◆ OBJETIVO DA TAREFA ◆
Por favor, dê sequência ao texto sobre a família de línguas afro-asiáticas a partir do ponto em que ele para.

As línguas afro-asiáticas, ou camito-semíticas, por vezes também chamadas afrasiáticas, lisrâmicas ou eritreias, são uma família de línguas de cerca de 400 línguas.[1] Há 495 milhões de falantes das diversas línguas afro-asiáticas, espalhados pelo extremo norte e leste da África, pela região do Sahel e em todo o sudoeste da Ásia. Dentre as línguas afro-asiáticas mais conhecidas estão o árabe, o hebraico e o hauçá.
Várias das línguas da antiguidade africana e do Oriente Médio pertencem à família afro-asiática, tais como a língua egípcia e o acádio, faladas no Antigo Egito e Babilônia, respectivamente. Os sistemas de escrita desenvolvidos para estas línguas estão entre os mais antigos da humanidade. O próprio alfabeto latino tem sua origem remota no abjad utilizado para escrever o fenício, língua afro-asiática do ramo semítico. O fato de as línguas afro-asiáticas serem escritas continuamente há tanto tempo confere-lhes um lugar especial nos estudos de linguística histórica, já que os registros escritos da família cobrem um período de mais de quatro mil anos.
Classificação interna
A família afro-asiática se subdivide nos seguintes ramos:
- Ramo berbere
- Ramo chádico
- hauçá, daba, munjuque, etc.
- Ramo cuxítico
- Ramo egípcio (extinto)
- egípcio antigo e copta
- Ramo semítico
- árabe, hebraico, fenício, amárico, etc.
- Ramo omótico
- xeco, bambássi, ganza, etc.

◆ INFORMAÇÕES FORNECIDAS ◆
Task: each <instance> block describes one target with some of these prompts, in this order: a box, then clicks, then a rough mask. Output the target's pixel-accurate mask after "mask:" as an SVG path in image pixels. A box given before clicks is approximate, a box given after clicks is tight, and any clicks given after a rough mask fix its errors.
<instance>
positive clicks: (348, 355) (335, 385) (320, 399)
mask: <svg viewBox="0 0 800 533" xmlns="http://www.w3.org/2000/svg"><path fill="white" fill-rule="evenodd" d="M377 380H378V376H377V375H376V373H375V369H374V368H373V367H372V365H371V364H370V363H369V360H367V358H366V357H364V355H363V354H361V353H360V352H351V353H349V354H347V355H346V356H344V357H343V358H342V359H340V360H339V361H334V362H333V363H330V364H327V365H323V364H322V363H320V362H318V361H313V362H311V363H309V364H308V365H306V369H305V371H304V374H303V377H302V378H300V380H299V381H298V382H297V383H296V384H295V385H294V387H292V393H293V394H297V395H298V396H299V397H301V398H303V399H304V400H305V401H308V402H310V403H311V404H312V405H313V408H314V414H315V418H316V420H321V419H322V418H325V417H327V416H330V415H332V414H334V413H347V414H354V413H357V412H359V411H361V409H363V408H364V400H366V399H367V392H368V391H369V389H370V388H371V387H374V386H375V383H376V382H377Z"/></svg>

◆ RESPOSTA ◆
O Glottolog não considera o ramo omótico como pertencente à família afro-asiática.[2] Contudo, o beja é considerado afro-asiático pelo coletivo de linguistas, sendo geralmente classificada como parte do grupo cuxítico. A língua ongota é também considerada afro-asiática, mas sua classificação dentro da família ainda é indefinida em parte devido à falta de dados.
Terra natal (urheimat) dos falantes do proto-afro-asiático
Há controvérsia sobre onde se falava a língua que deu origem aos idiomas afro-asiáticos (chamada proto-afro-asiático pelos especialistas). Pesquisadores como Igor Diakonoff e Lionel Bender sugerem a África, sobretudo a Etiópia, devido à grande diversidade de suas línguas afro-asiáticas. Também se sugeriu a costa ocidental do Mar Vermelho ou a região do Saara, propostas defendidas por Christopher Ehret. Por outro lado, Alexander Militarev sugere o Levante.
As línguas semitícas formam o único ramo do afro-asiático presente majoritariamente fora da África. Entretanto, há indícios que ao menos alguns falantes de línguas semíticas tenham feito o caminho inverso, do sul da Península Arábica para a Etiópia, fato que explica que algumas línguas atualmente faladas no país, como o amárico e o tigré, sejam semíticas, não cuxíticas ou omóticas. Em contrapartida, alguns especialistas como Murtonen (1967) sugerem que o semítico tenha se originado na Etiópia e de lá migrado para a Arábia.
Distribuição e status nos dias atuais
Línguas oficiais
Apenas uma minoria das línguas afro-asiáticas possui caráter de idioma oficial nos países onde são faladas. Do ramo berbere, apenas o tamazigue tem status oficial, desde 2011, no Marrocos, e de 2016, na Argélia.[3] O ramo chádico, que conta com 200 línguas,[1] tem apenas o hauçá como representante com status de língua oficial, na Nigéria. Do ramo cuxítico, o somáli é idioma oficial na Somália e no Djibuti, ao passo que o oromo é uma das três línguas oficiais da Etiópia. Nenhuma língua do ramo egípcio é falada nos dias atuais como língua materna, apesar de o copta ser a língua litúrgica da Igreja Ortodoxa Copta egípcia, o que lhe garante prestígio linguístico.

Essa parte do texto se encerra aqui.